**Extract to read:**
+--

No name is more synonymous with female success in sport in Northern Ireland than Lady Mary Peters, not only for her personal achievements but for her passion in encouraging –and through her charity, The Mary Peters Trust, supporting –the next generation of sporting stars. Despite recovering from open heart surgery in 2018, and celebrating her 80thbirthday this July, her ambition to enthuse young people – especially young women –into sport continues and is now the inspiration behind a new collection of short stories from established sportswomen which gives a lively insight into their motivation and the highs and lows of competing at the highest level…

Interview by Nadia Duncan

Q) In addition to the foreword by HRH The Princess Royal, the book contains interviews with many female sporting legends including Dame Kelly Holmes, Dame Jessica Ennis-Hill, Sally Gunnell, Paula Radcliffe… the list is long. Which particular aspects of their careers and memories did you ask them to share with the reader?

+--

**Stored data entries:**

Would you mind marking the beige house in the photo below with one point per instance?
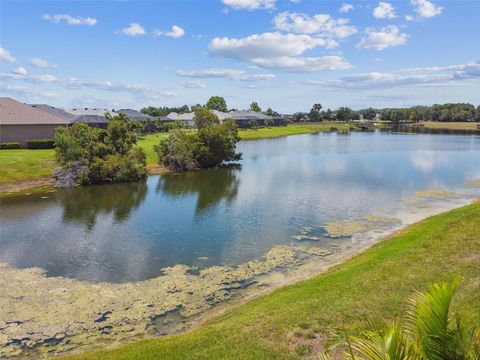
(21, 122)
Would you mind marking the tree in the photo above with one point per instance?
(269, 122)
(428, 332)
(344, 114)
(90, 155)
(204, 118)
(270, 112)
(315, 113)
(209, 147)
(255, 107)
(217, 103)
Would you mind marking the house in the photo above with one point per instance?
(242, 118)
(20, 122)
(94, 117)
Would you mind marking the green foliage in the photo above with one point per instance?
(40, 144)
(164, 111)
(210, 146)
(428, 332)
(11, 145)
(217, 103)
(270, 112)
(108, 154)
(204, 118)
(344, 114)
(315, 114)
(255, 107)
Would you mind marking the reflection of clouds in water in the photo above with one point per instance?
(427, 161)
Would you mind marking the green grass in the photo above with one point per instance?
(23, 164)
(291, 129)
(373, 285)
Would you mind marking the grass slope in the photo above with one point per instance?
(374, 284)
(23, 164)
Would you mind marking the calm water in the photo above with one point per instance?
(228, 216)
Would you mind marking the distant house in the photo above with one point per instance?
(94, 117)
(20, 122)
(242, 118)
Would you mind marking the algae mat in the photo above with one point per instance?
(64, 313)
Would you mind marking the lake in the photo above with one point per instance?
(282, 188)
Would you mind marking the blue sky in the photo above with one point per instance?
(283, 54)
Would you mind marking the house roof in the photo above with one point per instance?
(89, 119)
(13, 112)
(91, 111)
(54, 111)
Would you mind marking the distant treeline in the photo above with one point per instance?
(445, 112)
(437, 112)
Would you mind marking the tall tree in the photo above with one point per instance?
(217, 103)
(315, 113)
(255, 107)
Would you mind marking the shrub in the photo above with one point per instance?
(40, 144)
(9, 146)
(108, 155)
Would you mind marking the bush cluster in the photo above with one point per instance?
(109, 155)
(212, 145)
(9, 146)
(40, 144)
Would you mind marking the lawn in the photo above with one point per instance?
(372, 285)
(23, 164)
(451, 125)
(291, 129)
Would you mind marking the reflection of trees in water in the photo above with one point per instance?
(84, 204)
(210, 185)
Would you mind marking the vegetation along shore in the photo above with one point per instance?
(311, 316)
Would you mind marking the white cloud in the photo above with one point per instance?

+--

**Questions on the material:**
a: List the sportswomen that the interview with Lady Mary Peters names as appearing in the book.
b: Answer these questions on the interview with Lady Mary Peters:
(i) In what year did Lady Mary Peters have open heart surgery?
(ii) Who wrote the foreword to the book?
(iii) Who conducted the interview?
c: Carry on the interview with Lady Mary Peters from the point where the text stops.

**Per-task answers:**
a: Dame Kelly Holmes, Dame Jessica Ennis-Hill, Sally Gunnell, Paula Radcliffe

b:
(i) 2018
(ii) HRH The Princess Royal
(iii) Nadia Duncan

c:
We chose to name the book Passing the Torchas it is not only the symbol for the Mary Peters Trust, but also because I was privileged to be invited to pass on the Olympic Torch to the next generation of young athletes in London in 2012, and that’s what I’m still trying to do with these inspirational stories from wonderful women I admire. I asked them questions such as; ‘How did you get involved in sport?’; ‘Who was your inspiration?’; ‘What results did you have?’ and also if they have any funny anecdotes or special memories along the way. Dame Kelly Holmes reveals that as a shy young girl sport made her feel good about herself at school and Maria Costello, MBE, said that racing opened so many unexpected doors in her life, including being a rider double for Reese Witherspoon in a movie and becoming a published author! Along with the highlights, all of us have had a few embarrassing moments we would rather forget about along the way too. One story that really made me giggle was from Ann Packer who won a gold medal and a silver medal at the 1964 Summer Tokyo Olympics. Thinking she would look better on the track with a bit of a tan (fake tan was just starting to become available around then) she decided to put some on the night before her competition but woke up the next morning resembling a brown and white stripped beach towel. She confessed that she was so mortified she ran the fastest time of her life just to get off the track and out of sight! And Paula Radcliffe had a marriage proposal at mile 17 of the Chicago Marathon –she didn’t accept of course.

“Dame Kelly Holmes reveals that as a shy young girl sport made her feel good about herself at school.”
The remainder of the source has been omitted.